* _Required task A_
Do these statements agree with the refugee committee report? Answer yes or no for each, quoting the words of the report that decide it. (i) The committee meets about once every six weeks. (ii) For 2017, the Diocese of Saskatoon is allotted 45 spaces for applications. (iii) The August 20th event at St. John's Cathedral starts at 7:00 p.m.
* _Required task B_
Can you duplicate the part of the refugee committee report that starts at "The Diocesan Refugee Committee continues" and ends at "(persons) for applications."?

2017/08 Report to Diocesan Council

Diocesan Refugee Committee     Report to Diocesan Council     August 2017

The Diocesan Refugee Committee continues to be active, meeting approximately once every 6 weeks.

The Rev. Dr. Jan Bigland-Pritchard is the incoming Refugee coordinator for the diocese.  An refugee office has been established for the refugee ministry at the Synod office and is equipped with a desk, file cabinets and a laptop computer.

Jan and I have been meeting regularly to prepare her for the position and she also attended the SAH meetings, RSTP training, PWRDF Refugee Network meeting and CCR conference in Edmonton in May/June.  Jan will begin her position, which is 1 day per week on December.

The new email for the refugee ministry is

For 2017, the Diocese of Saskatoon is allotted 45 spaces (persons) for applications.

So far this year, we have submitted applications for 8 refugees, are working on applications for 33 others.  We have many more requests from many countries and from local families.  We will certainly be submitting our 45 allocations for this year.

The diocese will be invited to sign a new sponsorship agreement for 2016.  There will be a number of changes including more oversight of the settlement process in the new agreement.  Barring any unforeseen changes, we are planning to sign the agreement and continue to support refugee sponsorship.

We have had (and continue to anticipate) refugee arrivals.  Included in that is the anticipated arrival of the Al-Anbagi family (Sponsored by St. John’s Cathedral) which we have been trying to get here since 2011.  They have been refused, had a successful appeal of the refusal, have been accepted and subsequently had their file lost.  Their arrival is planned for August 23rd in Toronto.

On August 20th, an event is planned for sponsors, family-links and SAH representatives will have the opportunity to meet Jan and here a bit about the plans for our SAH in the future.  The event is at 5:00 p.m. at St. John’s Cathedral.  Diocesan council members are welcome.

As per the new Sponsorship Agreement and the fact that the refugee ministry is now a funded ministry, it has been decided that we will be charging a small fee to family links and sponsors for the training, oversight and completion and submission of forms.  The fee will be $100 - $250 per application and will begin when the new agreement is signed


For more information about anything in the report, please contact me at (306) 343-6791 or at


Respectfully submitted by:  Klaus Gruber, on behalf of the Diocesan Refugee Committee.


2017/04/20 Blanket Making Project

St. John’s Cathedral was very much involved in this project, both in planning organizing and implementing.  We had a blanket making session at the cathedral where two Syrian families joined us to make blankets for the asylum seekers.

Click here to read more about the project.


Here are some numbers of asylum seekers (refugee claimants) in Canada since 2001

This includes Port of Entry claims as well as those who claim inside Canada.

* _Information provided_
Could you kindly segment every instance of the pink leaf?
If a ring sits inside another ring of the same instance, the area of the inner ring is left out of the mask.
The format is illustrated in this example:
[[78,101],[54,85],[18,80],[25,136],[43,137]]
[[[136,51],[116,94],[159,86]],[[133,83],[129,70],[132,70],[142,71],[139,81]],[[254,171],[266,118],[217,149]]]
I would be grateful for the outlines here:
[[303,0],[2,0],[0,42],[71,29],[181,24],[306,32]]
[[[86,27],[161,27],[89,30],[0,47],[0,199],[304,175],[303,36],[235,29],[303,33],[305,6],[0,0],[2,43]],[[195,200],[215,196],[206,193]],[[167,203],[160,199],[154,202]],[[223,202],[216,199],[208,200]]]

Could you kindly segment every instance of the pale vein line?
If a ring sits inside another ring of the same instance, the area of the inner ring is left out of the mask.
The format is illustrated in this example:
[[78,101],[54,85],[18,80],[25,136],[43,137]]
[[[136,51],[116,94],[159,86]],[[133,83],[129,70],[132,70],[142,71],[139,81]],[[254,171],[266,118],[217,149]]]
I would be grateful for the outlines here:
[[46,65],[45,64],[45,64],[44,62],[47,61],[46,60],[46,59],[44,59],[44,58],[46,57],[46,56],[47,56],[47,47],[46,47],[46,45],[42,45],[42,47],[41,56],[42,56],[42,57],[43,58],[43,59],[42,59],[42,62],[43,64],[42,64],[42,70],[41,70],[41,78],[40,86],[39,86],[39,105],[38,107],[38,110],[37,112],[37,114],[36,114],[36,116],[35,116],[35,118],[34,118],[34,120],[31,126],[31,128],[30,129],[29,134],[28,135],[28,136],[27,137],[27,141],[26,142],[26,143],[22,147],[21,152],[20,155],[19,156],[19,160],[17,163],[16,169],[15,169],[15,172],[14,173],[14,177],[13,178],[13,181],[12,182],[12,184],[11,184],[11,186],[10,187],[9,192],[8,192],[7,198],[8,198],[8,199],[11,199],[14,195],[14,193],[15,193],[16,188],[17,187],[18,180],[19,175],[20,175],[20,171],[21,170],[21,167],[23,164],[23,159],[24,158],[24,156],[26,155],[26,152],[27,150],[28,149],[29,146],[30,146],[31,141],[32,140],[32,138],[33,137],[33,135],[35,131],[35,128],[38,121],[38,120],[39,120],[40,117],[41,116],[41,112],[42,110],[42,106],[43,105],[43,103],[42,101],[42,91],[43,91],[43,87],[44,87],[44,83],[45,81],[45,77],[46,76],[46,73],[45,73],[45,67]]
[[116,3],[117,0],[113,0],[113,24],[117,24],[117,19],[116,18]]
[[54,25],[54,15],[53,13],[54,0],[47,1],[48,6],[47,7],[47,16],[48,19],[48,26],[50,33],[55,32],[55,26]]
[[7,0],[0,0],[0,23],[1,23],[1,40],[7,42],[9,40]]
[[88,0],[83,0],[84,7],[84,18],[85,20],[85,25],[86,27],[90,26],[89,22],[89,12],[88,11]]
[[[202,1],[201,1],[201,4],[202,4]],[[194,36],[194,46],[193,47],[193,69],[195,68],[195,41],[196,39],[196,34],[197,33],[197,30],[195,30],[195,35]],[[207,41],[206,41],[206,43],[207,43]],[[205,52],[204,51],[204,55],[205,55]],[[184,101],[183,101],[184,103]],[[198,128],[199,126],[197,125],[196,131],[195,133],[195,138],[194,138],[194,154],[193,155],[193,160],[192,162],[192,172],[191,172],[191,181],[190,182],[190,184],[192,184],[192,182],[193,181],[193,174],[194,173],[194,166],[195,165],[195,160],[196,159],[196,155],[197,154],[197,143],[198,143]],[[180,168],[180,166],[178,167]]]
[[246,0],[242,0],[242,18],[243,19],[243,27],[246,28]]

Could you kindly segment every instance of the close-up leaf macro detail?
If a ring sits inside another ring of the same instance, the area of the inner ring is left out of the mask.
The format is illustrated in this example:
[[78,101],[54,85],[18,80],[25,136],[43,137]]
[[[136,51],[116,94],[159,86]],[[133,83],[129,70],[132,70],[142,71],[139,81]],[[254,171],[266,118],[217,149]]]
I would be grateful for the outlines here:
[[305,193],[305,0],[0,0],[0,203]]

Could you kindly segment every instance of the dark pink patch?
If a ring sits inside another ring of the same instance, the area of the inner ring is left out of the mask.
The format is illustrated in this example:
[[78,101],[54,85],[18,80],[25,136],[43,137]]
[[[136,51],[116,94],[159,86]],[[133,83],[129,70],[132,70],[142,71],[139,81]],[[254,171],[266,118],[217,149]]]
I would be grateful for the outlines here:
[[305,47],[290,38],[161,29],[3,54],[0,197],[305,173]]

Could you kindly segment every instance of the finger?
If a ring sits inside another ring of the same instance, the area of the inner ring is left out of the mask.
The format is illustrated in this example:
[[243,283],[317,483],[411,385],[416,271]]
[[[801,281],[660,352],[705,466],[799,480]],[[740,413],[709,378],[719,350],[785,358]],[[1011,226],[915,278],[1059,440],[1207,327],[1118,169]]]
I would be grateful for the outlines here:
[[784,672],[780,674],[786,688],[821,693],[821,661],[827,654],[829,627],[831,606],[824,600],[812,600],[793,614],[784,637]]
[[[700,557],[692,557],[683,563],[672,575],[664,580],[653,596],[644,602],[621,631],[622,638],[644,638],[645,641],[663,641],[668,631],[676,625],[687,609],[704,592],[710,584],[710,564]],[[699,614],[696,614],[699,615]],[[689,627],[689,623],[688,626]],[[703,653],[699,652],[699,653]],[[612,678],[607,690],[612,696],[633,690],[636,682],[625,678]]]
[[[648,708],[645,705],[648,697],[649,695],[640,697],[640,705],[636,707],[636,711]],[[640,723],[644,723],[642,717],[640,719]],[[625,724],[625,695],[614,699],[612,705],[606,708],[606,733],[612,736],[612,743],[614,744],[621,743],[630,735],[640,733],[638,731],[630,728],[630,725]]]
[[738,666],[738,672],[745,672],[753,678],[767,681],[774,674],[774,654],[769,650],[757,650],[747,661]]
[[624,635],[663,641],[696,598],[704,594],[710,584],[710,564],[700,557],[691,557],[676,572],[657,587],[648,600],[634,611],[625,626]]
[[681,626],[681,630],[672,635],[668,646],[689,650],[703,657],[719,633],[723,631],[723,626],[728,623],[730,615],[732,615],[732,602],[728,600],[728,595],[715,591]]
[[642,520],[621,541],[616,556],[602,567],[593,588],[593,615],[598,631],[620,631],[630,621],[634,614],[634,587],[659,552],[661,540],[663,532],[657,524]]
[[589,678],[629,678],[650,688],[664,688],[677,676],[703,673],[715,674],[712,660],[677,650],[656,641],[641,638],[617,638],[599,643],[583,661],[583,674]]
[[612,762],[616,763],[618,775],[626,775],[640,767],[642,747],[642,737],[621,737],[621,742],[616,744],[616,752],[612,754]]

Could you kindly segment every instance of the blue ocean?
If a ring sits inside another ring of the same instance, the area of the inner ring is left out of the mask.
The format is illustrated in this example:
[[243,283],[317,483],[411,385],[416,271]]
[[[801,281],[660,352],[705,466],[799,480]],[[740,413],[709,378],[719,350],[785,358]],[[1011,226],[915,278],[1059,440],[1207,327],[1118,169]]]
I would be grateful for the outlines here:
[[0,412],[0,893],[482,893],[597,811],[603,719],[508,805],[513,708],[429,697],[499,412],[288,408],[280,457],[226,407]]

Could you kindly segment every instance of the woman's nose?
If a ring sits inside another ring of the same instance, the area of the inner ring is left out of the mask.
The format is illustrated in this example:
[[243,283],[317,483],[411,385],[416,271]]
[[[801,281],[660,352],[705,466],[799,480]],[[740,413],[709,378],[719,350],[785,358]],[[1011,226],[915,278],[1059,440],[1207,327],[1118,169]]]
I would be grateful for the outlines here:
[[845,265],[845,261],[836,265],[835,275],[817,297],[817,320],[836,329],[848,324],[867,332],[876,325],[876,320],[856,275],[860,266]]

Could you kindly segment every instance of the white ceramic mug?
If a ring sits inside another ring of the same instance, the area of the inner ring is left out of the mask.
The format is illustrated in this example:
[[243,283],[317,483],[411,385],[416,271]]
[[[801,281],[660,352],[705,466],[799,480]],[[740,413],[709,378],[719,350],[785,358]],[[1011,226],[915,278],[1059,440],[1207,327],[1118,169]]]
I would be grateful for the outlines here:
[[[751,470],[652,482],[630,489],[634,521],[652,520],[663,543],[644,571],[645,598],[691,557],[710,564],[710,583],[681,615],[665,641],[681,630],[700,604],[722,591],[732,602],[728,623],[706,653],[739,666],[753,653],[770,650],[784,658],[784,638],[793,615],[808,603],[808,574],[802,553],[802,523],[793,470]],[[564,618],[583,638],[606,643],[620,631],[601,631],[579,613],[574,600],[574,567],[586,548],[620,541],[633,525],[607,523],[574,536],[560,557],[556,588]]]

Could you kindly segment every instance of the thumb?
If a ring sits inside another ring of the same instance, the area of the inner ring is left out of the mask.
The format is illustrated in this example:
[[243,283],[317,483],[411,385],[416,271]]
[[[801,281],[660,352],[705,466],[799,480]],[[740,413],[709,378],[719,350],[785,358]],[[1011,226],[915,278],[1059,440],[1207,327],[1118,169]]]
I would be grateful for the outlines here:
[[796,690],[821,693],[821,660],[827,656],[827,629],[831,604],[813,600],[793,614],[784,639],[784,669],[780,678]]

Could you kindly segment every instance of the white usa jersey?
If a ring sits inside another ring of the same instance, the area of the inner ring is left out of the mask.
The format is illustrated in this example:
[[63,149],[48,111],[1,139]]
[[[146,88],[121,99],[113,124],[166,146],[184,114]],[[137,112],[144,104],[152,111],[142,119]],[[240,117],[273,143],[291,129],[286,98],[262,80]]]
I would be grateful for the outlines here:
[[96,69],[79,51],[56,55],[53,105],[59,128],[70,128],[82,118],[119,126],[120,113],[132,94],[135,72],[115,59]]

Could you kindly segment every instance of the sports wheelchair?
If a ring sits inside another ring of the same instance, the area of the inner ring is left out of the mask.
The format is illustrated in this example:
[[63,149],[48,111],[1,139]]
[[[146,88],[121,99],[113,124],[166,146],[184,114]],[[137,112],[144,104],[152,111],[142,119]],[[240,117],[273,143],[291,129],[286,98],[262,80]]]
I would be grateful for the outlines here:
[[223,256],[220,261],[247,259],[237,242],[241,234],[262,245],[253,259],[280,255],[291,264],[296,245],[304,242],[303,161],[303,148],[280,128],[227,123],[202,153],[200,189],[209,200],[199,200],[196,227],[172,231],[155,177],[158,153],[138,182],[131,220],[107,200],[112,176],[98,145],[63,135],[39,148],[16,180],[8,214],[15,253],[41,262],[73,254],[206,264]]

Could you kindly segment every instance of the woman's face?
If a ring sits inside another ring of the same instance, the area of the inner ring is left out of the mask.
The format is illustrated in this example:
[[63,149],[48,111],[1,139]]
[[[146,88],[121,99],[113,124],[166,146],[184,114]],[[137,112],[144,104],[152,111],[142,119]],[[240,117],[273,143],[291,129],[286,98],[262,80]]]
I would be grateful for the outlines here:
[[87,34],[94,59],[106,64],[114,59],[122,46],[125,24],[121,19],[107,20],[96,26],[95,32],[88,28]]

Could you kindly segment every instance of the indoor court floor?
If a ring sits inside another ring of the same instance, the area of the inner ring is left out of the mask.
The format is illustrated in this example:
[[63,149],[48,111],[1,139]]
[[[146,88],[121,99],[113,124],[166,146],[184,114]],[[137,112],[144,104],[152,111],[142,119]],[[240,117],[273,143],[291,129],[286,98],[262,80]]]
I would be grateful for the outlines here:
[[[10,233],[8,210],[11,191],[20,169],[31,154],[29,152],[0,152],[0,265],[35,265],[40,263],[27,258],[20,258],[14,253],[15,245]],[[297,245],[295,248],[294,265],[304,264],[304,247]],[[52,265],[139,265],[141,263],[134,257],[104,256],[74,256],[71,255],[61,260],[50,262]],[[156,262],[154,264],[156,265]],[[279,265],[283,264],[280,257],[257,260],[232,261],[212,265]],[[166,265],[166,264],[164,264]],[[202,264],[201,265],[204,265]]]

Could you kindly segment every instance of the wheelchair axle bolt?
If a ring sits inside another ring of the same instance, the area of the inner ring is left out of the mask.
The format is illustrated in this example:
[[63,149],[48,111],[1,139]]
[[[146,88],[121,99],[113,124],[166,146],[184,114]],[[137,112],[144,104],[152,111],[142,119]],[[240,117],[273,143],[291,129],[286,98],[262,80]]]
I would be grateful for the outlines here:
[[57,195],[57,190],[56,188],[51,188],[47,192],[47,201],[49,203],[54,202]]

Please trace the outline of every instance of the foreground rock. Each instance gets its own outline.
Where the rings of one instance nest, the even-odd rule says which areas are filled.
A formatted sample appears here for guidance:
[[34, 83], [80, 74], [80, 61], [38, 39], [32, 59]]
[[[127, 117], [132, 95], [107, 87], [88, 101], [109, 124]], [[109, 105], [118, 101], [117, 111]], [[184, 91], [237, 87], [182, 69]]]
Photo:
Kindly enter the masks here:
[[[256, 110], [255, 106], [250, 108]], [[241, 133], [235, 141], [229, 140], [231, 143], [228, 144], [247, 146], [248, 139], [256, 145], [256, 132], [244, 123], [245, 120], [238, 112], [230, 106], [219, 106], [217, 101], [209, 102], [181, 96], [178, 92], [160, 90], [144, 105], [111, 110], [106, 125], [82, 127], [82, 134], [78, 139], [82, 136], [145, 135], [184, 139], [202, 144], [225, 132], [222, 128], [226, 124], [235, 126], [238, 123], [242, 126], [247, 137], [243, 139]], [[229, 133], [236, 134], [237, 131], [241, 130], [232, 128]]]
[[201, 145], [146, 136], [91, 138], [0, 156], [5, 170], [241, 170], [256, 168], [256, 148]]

* _Complete output A_
(i) Yes: "meeting approximately once every 6 weeks."
(ii) Yes: "For 2017, the Diocese of Saskatoon is allotted 45 spaces (persons) for applications."
(iii) No: "The event is at 5:00 p.m. at St. John’s Cathedral."

* _Complete output B_
The Diocesan Refugee Committee continues to be active, meeting approximately once every 6 weeks.

The Rev. Dr. Jan Bigland-Pritchard is the incoming Refugee coordinator for the diocese.  An refugee office has been established for the refugee ministry at the Synod office and is equipped with a desk, file cabinets and a laptop computer.

Jan and I have been meeting regularly to prepare her for the position and she also attended the SAH meetings, RSTP training, PWRDF Refugee Network meeting and CCR conference in Edmonton in May/June.  Jan will begin her position, which is 1 day per week on December.

The new email for the refugee ministry is

For 2017, the Diocese of Saskatoon is allotted 45 spaces (persons) for applications.